- **SELECTED EXCERPT**
— begin —
Posted on February 20, 2009. Filed under: Uncategorized |

On Wednesday, February 18, 2009, Eric Holder, the first African-American attorney general said that the U.S. is “a nation of cowards” regarding race relations.  He defended his statement by highlighting the differences in the racial divide of our American weekend lives by connecting to the pre- and post- civil rights era.  Although he did not provide substantial evidence to support his statement, he strongly declared the need for dialogue.  He said race “is an issue we have never been at ease with and, given our nation’s history, this is in some ways understandable…If we are to make progress in this area, we must feel comfortable enough with one another and tolerant enough of each other to have frank conversations about the racial matters that continue to divide us.” If this does not resonate within you, I strongly encourage you to consider the following concerns.

The notion of “white privilege” is interwoven throughout the fabric of our daily lives.  In order to to understand this concept, consider the following statements by Peggy McIntosh, Ph.D., Associate Professor of the Wellesley Centers for Women, founder, and co-director of the National SEED Project on Inclusive Curriculum (Seeking Educational Equity & Diversity), and co-founder of the Rocky Mountain Women’s Institute.  In, “White Privilege: Unpacking the Invisible Knapsack,” she provides the following examples;

“I can turn on the television or open to the front page of the paper and see people of my race widely represented.”

“When I am told about our national heritage or about “civilization,” I am shown that people of my color made it what it is.”

“I can be sure that my children will be given curricular materials that testify to the existence of their race.”
— end —
- **PROBLEM TO WORK ON**
Please reproduce the post on race relations above word for word, in full.

- **GIVEN DATA**
— begin —
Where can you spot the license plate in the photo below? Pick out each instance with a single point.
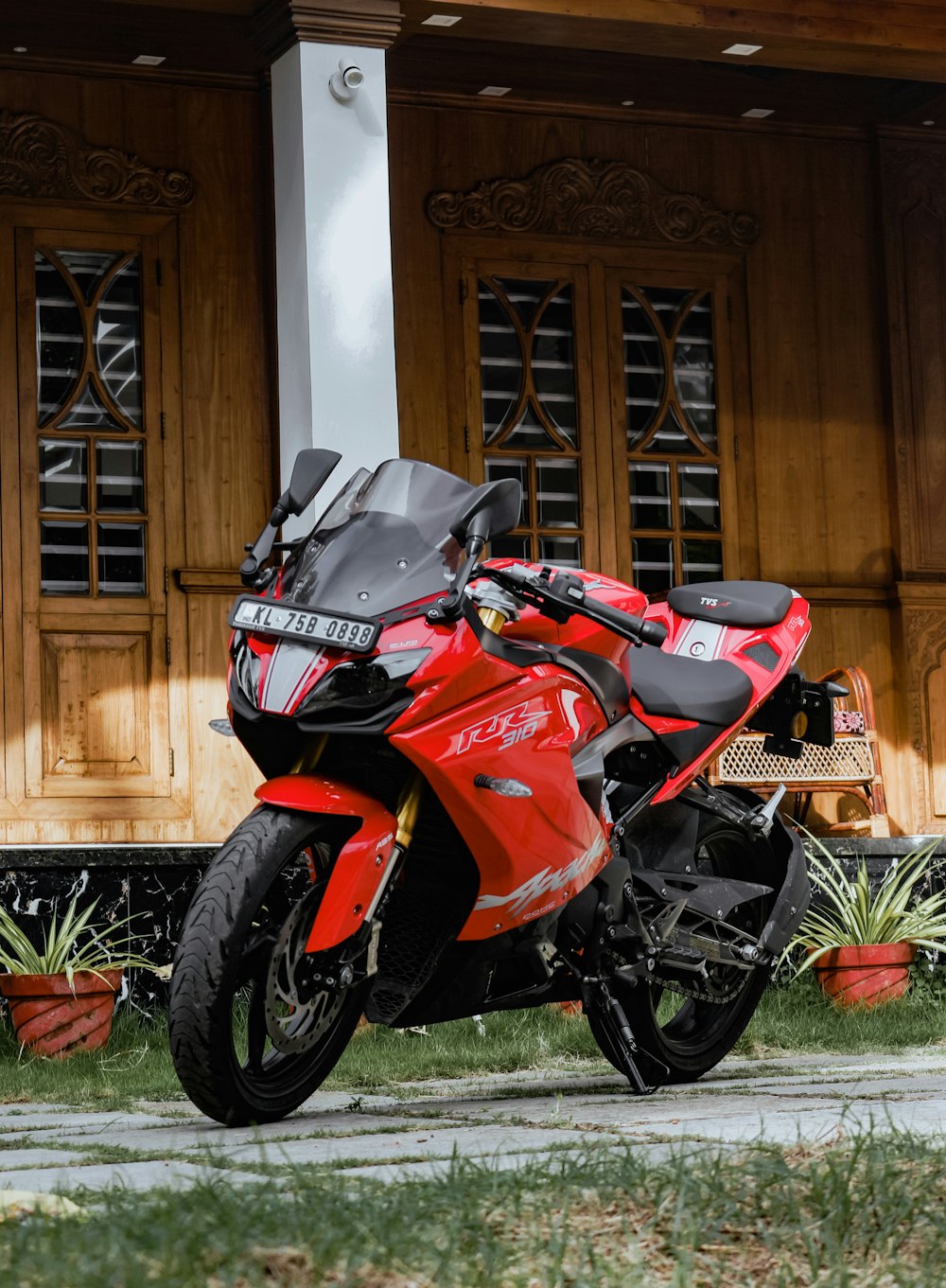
(307, 625)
— end —
- **FULL RESPONSE**
Posted on February 20, 2009. Filed under: Uncategorized |

On Wednesday, February 18, 2009, Eric Holder, the first African-American attorney general said that the U.S. is “a nation of cowards” regarding race relations.  He defended his statement by highlighting the differences in the racial divide of our American weekend lives by connecting to the pre- and post- civil rights era.  Although he did not provide substantial evidence to support his statement, he strongly declared the need for dialogue.  He said race “is an issue we have never been at ease with and, given our nation’s history, this is in some ways understandable…If we are to make progress in this area, we must feel comfortable enough with one another and tolerant enough of each other to have frank conversations about the racial matters that continue to divide us.” If this does not resonate within you, I strongly encourage you to consider the following concerns.

The notion of “white privilege” is interwoven throughout the fabric of our daily lives.  In order to to understand this concept, consider the following statements by Peggy McIntosh, Ph.D., Associate Professor of the Wellesley Centers for Women, founder, and co-director of the National SEED Project on Inclusive Curriculum (Seeking Educational Equity & Diversity), and co-founder of the Rocky Mountain Women’s Institute.  In, “White Privilege: Unpacking the Invisible Knapsack,” she provides the following examples;

“I can turn on the television or open to the front page of the paper and see people of my race widely represented.”

“When I am told about our national heritage or about “civilization,” I am shown that people of my color made it what it is.”

“I can be sure that my children will be given curricular materials that testify to the existence of their race.”